Extrait:
---*---

The harshness of sociability, 8.0

D’abord un paysage qui vient, lentement mais avec insistance, sourdre jusqu’à remplir l’espace sans le saturer. Surface pleine d’irisations, souple et rigide à la fois, contenant du calme et de l’urgence simultanément. Matière ambivalente, lourde et légère comme peu l’être l’eau (tout dépend de la manière d’y plonger).

L’élément aqueux s’impose, confiant. On pense à la mer de « Solaris », à cette impression d’espace infini, étendue intérieure en fait comme un cerveau : surface réfléchissante. La prairie numérique qui nous surplombe semble bien organique ; c’est qu’elle est mue par un mouvement qui à l’air de s’auto-générer de manière naturelle, habitée (comme tissé de nerfs). On y est bien, les pensées ont la place de se mouvoir à leur guise.

---*---

Données fournies:

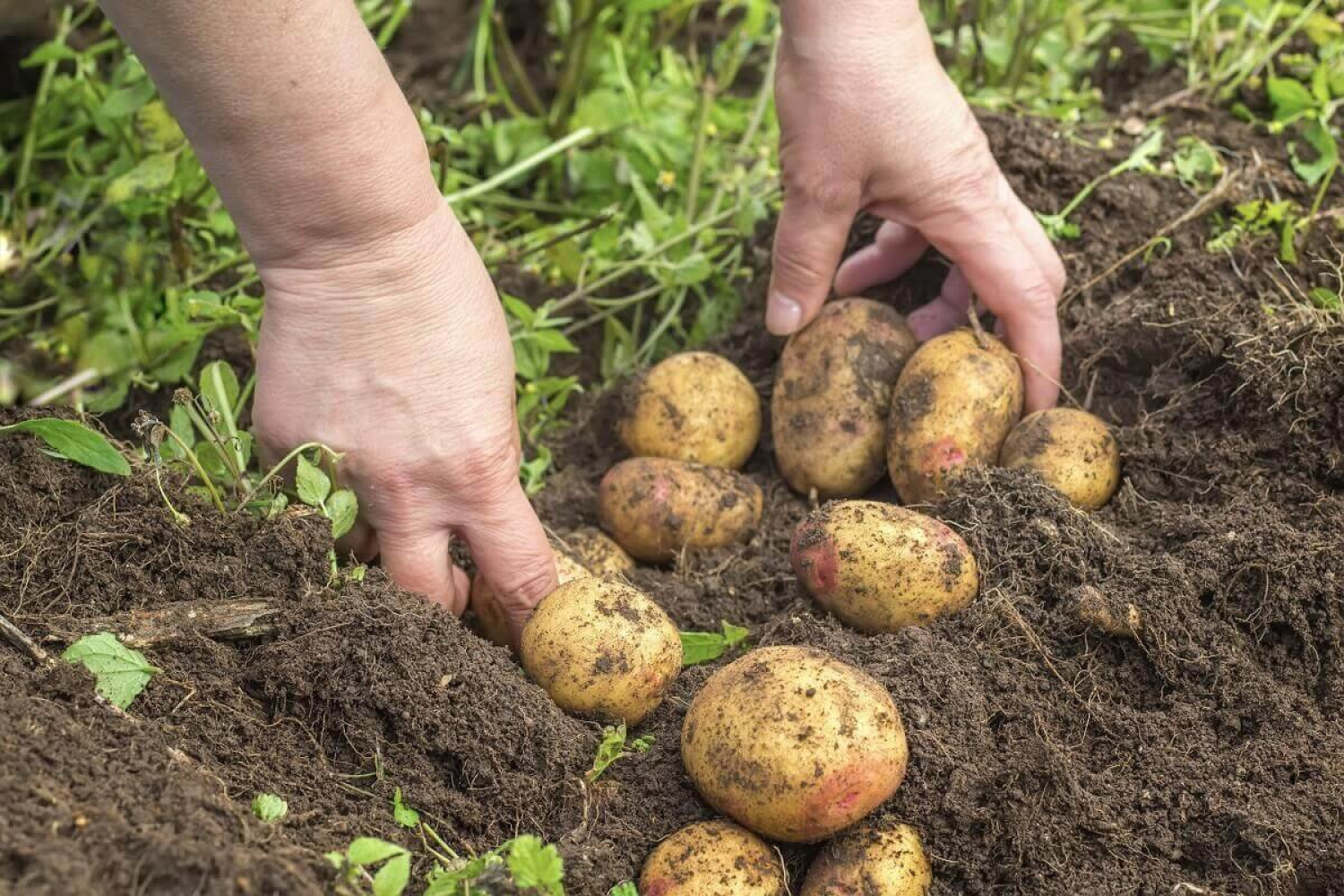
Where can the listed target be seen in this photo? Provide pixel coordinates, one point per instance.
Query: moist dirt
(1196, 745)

---*---

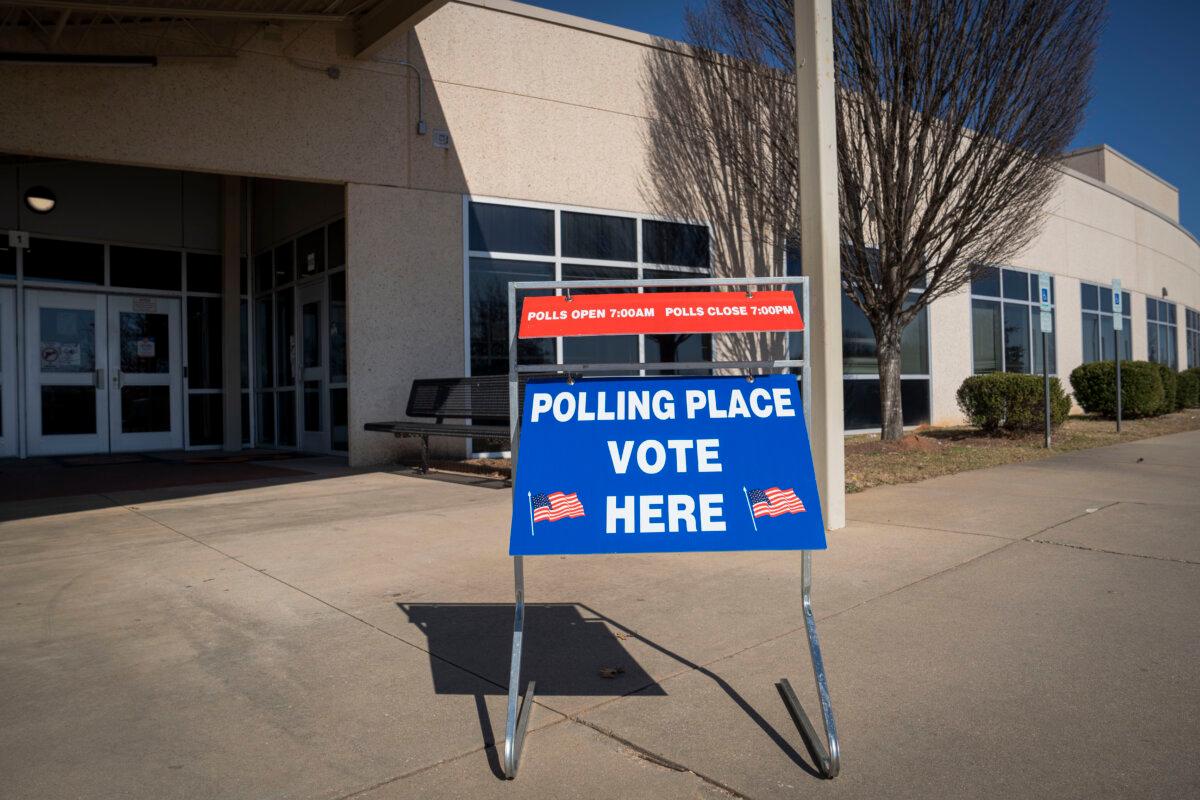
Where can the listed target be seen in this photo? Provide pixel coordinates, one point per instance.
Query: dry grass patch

---*---

Travail demandé:
1. Comptez les lignes qui contiennent le mot « Query » et donnez seulement ce nombre.
2. Poursuivez le texte sur le paysage aqueux à partir de sa dernière phrase.
Le texte et les lignes proviennent de sources distinctes.

Réponses par tâche:
1. 2

2.
Puis vient le choc, bienvenue (il s’agirait de ne pas rester dans un confort béat) ; la sensation effarante que le sol se dérobe sous nous, s’écroule. Noyade. On assiste alors, activement, à une sorte de négation du temps précédemment introduit. A ce moment, le flux se divise en deux presqu’îles de ruines sommairement reliées par un terre-plein boueux. Dans un univers virtuel comme celui d’un jeu vidéo, un personnage traverse une étendue qui lui semble infinie et vient s’échouer sourdement contre une frontière abstraite et invisible (accrochant au passage quelques mailles du tissus-code). Le plus beau moment dans tout cela, le plus juste, est peut-être ce qui vient directement après.

La fin, une porte ouverte.

Finalement ce qui frappe le plus, c’est la forme globale de la proposition, sa structure. Loin d’être évidente, elle est pourtant d’une étonnante simplicité. Admirable. Beaucoup d’autres ont trop d’écume dans leurs voix, pas assez de nécessaire.

Musique austère, contemplative, radicale (oui tout cela est bien joli, se méfier des termes lieux-communs). Généreuse pourtant! Immersive aussi. Non pas bêtement immersive : il faut en faire l’effort, prendre le temps d’engager une relation intime avec elle et s’y plonger régulièrement peut-être. Habiter la musique comme un lieu, un bâtiment en mouvement (un moyen de transport?). Musique-énigme, un ailleurs.

R.P.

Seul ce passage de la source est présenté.